» Description of the task
State how many lines of the listing below contain the string "grape". Reply with that number alone.

+++ Extracted entries

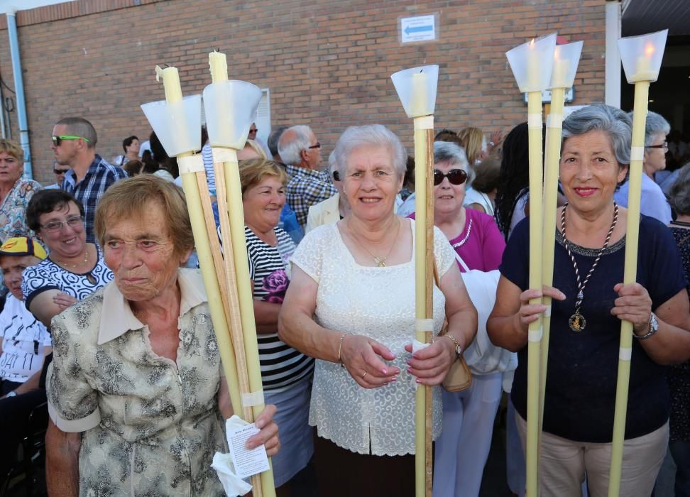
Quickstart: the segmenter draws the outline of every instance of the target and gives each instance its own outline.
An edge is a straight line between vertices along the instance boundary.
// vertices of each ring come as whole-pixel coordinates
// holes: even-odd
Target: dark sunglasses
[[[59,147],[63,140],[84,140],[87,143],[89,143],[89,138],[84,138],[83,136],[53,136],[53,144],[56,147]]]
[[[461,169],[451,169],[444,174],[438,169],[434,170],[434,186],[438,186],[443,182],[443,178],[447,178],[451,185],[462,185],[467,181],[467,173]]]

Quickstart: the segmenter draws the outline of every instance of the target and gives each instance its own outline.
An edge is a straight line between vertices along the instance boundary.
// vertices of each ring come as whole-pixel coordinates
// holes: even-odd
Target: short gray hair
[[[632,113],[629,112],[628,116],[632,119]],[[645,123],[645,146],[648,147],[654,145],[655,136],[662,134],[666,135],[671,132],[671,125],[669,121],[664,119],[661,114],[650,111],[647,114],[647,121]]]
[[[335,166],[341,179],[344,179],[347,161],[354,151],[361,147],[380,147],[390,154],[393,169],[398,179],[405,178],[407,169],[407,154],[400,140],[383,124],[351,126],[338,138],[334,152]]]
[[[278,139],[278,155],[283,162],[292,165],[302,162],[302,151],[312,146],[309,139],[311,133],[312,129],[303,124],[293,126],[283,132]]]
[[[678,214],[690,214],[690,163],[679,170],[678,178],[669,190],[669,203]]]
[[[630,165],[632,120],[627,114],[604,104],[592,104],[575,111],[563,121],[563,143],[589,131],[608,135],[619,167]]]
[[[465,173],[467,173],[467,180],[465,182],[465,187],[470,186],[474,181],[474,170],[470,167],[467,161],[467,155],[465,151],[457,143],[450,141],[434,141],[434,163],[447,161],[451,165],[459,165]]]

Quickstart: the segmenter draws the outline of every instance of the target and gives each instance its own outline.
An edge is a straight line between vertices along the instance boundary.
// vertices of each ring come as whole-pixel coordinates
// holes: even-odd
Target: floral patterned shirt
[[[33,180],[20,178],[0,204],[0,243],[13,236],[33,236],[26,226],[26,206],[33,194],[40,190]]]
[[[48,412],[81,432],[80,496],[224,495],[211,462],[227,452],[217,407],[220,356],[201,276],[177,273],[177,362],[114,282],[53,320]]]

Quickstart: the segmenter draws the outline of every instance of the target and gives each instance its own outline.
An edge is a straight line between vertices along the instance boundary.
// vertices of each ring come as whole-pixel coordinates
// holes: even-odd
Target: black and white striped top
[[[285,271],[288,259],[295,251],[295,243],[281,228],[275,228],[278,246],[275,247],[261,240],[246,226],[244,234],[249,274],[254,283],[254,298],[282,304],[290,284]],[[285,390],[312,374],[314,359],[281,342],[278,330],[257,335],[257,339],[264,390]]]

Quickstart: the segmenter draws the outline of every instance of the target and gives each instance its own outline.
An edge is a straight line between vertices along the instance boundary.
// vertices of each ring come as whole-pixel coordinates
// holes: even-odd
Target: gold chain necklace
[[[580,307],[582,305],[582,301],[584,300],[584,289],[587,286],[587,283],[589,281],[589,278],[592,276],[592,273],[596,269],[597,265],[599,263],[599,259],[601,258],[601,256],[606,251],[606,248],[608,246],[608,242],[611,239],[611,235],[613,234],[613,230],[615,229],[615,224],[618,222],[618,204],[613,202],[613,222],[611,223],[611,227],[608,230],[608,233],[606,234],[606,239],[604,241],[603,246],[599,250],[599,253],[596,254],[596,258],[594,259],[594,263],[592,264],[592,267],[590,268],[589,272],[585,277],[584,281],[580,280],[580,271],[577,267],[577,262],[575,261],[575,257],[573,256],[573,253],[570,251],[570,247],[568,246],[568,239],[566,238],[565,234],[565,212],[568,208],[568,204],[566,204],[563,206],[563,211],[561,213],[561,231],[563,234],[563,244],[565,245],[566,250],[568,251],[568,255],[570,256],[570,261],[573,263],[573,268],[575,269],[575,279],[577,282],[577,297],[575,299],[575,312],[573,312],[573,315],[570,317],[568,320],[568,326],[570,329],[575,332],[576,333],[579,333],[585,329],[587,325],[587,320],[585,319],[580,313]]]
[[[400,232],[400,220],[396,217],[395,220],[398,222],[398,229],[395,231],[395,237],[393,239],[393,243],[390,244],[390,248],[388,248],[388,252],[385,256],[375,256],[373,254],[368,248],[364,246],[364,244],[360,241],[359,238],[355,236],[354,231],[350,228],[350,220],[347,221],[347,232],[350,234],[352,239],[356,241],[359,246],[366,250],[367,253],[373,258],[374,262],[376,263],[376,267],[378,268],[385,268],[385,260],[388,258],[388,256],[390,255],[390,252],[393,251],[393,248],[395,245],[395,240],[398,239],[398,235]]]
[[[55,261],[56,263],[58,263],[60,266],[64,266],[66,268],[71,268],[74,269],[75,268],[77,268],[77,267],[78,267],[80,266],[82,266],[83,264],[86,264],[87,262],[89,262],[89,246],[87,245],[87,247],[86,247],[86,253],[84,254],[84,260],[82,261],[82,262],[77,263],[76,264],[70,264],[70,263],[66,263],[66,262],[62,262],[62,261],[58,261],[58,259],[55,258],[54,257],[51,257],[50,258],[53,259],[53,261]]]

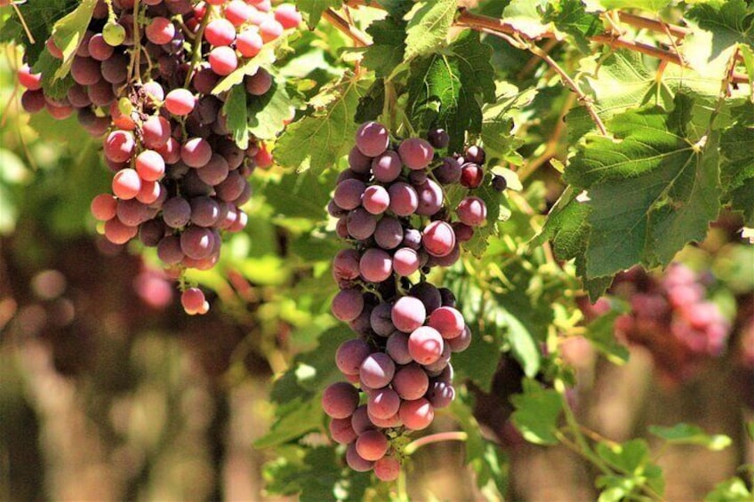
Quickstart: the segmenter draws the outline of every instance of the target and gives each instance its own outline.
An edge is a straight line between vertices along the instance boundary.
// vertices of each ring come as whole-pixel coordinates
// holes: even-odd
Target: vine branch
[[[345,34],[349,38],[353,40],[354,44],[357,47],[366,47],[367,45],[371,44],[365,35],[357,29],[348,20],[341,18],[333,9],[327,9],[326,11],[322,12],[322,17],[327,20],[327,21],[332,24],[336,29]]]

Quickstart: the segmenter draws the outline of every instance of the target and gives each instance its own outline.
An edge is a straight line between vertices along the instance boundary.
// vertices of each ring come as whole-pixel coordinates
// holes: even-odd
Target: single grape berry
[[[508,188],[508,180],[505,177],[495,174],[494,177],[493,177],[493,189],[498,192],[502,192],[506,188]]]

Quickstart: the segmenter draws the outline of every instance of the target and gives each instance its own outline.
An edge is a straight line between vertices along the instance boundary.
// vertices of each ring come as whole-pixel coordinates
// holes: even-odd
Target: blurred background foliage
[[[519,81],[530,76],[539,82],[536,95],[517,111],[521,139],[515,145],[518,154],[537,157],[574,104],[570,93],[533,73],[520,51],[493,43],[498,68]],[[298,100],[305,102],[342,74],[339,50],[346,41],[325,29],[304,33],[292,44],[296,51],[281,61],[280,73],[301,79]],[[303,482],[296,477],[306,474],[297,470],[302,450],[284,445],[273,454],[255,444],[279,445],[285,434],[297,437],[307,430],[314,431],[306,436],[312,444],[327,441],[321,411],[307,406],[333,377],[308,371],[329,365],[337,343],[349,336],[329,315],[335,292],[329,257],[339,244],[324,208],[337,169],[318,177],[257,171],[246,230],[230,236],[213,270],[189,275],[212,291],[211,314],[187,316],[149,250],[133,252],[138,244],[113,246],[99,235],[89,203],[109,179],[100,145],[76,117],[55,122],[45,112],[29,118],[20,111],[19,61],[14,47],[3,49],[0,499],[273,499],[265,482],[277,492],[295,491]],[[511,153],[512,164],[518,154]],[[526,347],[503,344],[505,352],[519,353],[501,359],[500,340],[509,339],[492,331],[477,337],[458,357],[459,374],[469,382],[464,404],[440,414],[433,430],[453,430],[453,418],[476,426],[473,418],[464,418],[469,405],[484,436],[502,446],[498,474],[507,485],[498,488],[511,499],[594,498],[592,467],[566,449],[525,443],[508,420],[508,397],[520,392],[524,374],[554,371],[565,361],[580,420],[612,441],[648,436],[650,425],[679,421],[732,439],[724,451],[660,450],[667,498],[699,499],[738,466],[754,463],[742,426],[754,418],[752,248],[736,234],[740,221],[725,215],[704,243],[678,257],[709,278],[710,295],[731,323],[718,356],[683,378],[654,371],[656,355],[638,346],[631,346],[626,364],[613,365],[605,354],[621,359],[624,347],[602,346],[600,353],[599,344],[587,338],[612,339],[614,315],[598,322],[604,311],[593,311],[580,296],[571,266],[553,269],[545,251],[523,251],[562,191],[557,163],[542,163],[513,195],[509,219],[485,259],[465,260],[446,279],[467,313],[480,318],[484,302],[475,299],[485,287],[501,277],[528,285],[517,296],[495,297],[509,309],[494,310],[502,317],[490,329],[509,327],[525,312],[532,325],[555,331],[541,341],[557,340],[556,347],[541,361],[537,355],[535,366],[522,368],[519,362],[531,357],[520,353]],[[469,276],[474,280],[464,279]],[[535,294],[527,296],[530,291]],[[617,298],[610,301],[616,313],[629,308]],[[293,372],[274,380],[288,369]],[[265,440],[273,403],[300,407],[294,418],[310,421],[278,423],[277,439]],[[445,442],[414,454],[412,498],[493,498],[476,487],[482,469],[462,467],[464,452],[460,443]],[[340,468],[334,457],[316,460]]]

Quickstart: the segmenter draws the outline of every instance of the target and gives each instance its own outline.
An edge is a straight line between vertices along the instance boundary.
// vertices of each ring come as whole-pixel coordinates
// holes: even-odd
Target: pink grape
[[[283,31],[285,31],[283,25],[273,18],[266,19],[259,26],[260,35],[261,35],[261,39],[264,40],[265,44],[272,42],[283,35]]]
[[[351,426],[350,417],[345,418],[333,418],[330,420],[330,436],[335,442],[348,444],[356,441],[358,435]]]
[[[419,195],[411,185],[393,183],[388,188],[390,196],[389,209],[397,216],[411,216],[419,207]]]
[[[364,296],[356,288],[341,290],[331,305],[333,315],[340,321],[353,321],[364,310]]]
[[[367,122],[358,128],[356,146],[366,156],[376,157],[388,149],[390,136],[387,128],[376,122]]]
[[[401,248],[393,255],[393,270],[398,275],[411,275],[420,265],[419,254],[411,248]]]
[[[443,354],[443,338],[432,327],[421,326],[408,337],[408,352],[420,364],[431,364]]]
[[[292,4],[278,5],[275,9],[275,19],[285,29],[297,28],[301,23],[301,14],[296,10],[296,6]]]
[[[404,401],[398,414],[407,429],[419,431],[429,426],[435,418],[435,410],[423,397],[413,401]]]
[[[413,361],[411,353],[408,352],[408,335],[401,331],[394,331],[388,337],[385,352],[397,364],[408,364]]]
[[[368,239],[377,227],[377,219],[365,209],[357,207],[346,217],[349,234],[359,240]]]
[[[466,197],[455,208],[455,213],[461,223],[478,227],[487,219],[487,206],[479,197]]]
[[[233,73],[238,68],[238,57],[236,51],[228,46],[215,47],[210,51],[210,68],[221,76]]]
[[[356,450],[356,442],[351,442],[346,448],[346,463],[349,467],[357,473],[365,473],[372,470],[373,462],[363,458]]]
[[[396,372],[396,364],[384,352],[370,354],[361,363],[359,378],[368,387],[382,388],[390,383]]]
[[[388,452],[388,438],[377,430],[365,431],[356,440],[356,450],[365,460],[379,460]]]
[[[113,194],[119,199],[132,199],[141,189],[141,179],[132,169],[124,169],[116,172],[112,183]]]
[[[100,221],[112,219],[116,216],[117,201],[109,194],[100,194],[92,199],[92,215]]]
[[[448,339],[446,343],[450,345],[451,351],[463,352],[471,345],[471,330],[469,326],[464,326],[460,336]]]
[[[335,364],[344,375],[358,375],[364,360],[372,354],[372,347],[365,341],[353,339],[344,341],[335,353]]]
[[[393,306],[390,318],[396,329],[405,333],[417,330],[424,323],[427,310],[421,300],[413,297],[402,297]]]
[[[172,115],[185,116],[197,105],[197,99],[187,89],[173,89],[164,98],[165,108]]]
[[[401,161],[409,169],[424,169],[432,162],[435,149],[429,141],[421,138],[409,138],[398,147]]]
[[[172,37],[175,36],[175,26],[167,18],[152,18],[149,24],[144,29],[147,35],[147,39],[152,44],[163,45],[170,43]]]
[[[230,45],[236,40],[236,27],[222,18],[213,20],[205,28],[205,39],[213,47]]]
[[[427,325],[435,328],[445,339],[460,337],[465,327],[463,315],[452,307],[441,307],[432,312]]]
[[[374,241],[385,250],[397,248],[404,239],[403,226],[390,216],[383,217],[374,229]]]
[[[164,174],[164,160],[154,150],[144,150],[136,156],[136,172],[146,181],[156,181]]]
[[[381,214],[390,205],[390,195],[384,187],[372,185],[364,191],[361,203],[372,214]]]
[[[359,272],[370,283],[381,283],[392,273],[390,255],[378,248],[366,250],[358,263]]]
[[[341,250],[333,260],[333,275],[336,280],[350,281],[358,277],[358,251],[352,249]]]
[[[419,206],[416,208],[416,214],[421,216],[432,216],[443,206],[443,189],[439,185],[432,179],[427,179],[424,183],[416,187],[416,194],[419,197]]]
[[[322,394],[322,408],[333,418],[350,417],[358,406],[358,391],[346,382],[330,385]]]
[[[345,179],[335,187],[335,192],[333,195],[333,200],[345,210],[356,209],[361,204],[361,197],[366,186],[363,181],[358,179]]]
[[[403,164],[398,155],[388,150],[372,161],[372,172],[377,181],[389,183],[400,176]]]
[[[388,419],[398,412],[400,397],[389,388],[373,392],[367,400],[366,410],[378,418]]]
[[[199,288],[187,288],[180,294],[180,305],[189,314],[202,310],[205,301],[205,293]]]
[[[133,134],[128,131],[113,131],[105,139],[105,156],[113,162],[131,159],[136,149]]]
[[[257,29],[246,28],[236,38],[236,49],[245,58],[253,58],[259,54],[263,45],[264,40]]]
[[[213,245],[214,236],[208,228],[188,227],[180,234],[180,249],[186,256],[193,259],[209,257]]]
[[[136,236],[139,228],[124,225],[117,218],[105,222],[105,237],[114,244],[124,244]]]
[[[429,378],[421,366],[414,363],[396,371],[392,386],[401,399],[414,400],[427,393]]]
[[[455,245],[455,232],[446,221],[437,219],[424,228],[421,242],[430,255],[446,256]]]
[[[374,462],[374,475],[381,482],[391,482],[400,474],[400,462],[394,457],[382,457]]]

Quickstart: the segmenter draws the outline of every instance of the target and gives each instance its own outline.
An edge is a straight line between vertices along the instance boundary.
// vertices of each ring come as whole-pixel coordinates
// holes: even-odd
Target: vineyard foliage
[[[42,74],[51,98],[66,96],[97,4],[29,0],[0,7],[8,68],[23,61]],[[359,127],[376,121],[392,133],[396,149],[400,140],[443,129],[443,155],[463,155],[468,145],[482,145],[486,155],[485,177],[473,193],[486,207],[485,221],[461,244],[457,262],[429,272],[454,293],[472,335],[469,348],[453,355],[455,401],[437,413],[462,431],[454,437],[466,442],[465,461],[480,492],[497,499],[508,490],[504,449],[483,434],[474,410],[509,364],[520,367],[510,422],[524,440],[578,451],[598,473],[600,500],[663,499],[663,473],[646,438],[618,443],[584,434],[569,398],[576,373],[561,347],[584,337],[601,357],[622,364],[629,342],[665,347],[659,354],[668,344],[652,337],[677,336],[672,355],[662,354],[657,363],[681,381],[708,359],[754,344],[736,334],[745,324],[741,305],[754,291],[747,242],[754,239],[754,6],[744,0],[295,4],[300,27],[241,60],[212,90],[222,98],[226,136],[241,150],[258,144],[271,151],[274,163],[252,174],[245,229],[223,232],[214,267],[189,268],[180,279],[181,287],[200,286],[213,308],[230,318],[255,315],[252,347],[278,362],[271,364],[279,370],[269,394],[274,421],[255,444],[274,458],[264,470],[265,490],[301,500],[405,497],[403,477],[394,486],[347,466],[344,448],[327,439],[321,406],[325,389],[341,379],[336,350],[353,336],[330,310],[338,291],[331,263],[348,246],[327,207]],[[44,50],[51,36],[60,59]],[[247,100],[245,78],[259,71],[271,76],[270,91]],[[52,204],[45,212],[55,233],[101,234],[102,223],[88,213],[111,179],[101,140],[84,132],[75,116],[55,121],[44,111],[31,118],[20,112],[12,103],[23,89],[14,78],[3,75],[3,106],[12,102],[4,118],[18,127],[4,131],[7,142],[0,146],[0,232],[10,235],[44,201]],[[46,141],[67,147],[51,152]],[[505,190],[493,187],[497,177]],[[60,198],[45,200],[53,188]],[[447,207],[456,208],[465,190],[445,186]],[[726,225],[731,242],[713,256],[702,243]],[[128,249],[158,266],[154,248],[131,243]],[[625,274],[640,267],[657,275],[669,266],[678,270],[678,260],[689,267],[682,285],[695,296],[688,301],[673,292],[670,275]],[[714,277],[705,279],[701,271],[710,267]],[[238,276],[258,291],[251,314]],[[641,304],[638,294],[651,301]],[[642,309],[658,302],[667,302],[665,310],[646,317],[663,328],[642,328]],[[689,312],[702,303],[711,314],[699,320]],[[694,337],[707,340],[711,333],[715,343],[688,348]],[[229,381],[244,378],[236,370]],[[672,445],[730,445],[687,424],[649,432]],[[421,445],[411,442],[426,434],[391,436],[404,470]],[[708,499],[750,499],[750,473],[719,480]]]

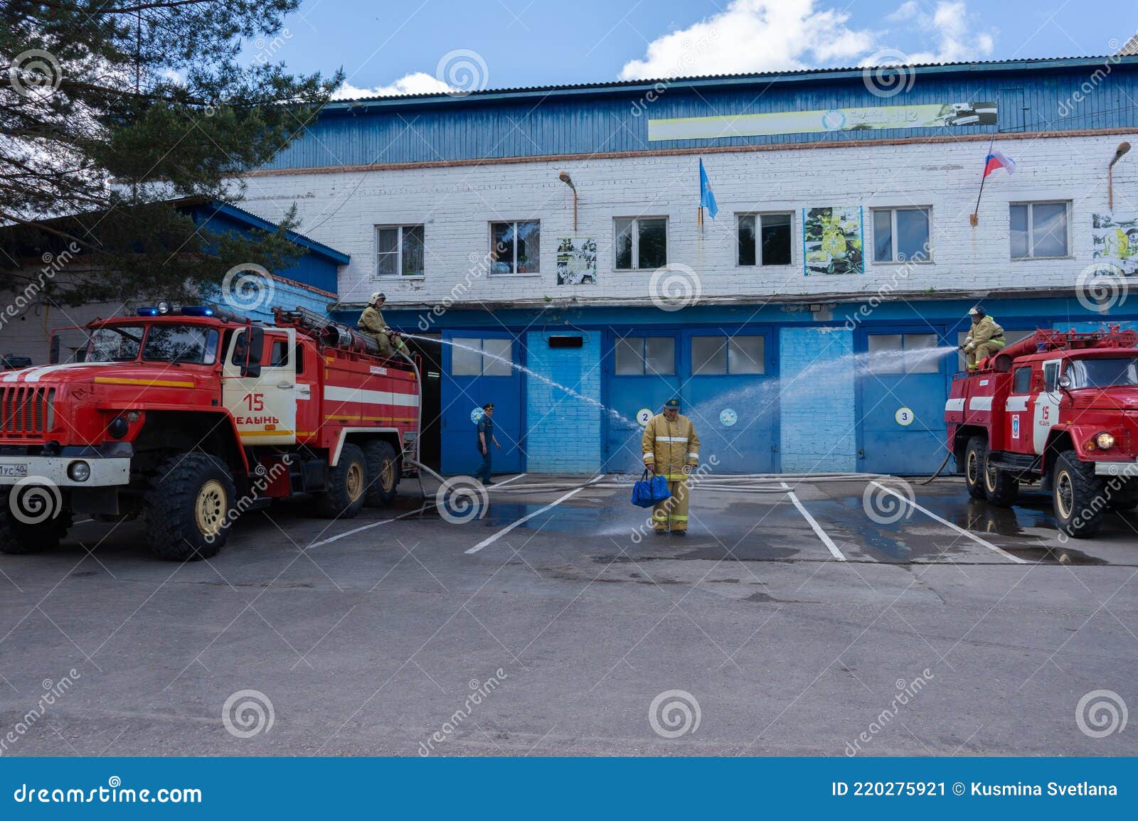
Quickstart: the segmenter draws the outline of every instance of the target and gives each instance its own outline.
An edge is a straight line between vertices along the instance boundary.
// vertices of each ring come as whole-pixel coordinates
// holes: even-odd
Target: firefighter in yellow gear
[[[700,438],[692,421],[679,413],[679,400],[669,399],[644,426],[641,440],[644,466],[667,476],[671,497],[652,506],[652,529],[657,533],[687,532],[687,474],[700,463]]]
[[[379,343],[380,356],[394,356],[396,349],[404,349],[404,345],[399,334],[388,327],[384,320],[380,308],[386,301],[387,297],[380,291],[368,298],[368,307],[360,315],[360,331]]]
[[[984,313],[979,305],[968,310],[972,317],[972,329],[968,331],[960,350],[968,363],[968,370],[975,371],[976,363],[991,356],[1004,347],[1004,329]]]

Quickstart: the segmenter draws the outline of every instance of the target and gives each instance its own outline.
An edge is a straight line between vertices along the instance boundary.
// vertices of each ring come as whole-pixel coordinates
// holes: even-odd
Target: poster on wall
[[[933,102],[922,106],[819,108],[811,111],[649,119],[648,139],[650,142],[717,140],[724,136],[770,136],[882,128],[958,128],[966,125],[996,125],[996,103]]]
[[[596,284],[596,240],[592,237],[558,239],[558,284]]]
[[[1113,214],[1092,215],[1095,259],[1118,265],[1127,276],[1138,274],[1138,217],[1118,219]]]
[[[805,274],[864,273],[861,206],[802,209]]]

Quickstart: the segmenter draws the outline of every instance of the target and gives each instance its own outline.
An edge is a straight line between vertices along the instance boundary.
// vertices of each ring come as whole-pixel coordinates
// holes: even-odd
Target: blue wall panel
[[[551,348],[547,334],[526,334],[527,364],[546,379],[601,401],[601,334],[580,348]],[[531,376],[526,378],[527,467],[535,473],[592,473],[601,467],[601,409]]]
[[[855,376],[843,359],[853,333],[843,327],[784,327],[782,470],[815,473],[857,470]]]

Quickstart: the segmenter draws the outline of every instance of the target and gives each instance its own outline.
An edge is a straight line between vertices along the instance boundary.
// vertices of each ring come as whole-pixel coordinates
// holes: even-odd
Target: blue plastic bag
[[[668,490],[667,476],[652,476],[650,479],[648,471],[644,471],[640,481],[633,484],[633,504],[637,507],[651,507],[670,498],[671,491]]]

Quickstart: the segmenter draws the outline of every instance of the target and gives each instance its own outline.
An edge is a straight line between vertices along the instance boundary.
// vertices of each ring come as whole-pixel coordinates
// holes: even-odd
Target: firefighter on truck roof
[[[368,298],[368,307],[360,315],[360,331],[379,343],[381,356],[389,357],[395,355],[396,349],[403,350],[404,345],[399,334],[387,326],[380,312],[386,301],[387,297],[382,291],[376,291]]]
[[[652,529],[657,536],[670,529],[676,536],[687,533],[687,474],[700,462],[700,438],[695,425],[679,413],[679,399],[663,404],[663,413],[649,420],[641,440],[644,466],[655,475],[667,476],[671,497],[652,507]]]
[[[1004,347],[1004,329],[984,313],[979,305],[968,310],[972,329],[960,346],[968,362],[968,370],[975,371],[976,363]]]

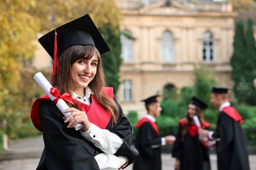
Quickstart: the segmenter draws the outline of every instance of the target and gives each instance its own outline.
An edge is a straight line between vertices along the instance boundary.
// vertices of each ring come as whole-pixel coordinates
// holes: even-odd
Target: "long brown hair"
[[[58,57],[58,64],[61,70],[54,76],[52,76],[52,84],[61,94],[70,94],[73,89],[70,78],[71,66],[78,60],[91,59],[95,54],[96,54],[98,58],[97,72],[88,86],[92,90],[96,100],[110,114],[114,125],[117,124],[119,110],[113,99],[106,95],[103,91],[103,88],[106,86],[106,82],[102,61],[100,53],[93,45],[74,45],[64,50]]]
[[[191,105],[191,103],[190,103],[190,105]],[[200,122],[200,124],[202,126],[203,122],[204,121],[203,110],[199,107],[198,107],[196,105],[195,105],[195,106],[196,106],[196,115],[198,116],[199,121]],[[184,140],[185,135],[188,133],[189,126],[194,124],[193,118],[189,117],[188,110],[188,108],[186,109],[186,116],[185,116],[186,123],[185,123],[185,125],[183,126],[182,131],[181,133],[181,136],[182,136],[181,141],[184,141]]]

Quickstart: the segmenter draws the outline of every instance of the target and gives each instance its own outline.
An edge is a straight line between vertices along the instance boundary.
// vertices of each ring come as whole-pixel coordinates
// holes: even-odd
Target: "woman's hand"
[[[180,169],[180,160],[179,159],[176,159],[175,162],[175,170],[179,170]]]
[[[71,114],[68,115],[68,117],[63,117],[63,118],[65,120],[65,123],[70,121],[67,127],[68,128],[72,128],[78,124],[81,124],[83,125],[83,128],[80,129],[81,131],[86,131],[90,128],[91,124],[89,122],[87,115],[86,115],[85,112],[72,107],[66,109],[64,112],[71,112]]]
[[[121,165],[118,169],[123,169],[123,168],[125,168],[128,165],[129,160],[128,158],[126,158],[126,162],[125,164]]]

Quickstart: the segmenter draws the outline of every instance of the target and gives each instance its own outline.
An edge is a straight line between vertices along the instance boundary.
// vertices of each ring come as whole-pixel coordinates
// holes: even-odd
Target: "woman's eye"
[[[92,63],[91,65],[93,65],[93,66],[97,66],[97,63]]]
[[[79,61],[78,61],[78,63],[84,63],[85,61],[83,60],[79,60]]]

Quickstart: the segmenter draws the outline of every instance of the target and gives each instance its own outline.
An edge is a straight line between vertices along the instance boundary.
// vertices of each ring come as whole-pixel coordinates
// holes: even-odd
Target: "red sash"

++++++

» Written solution
2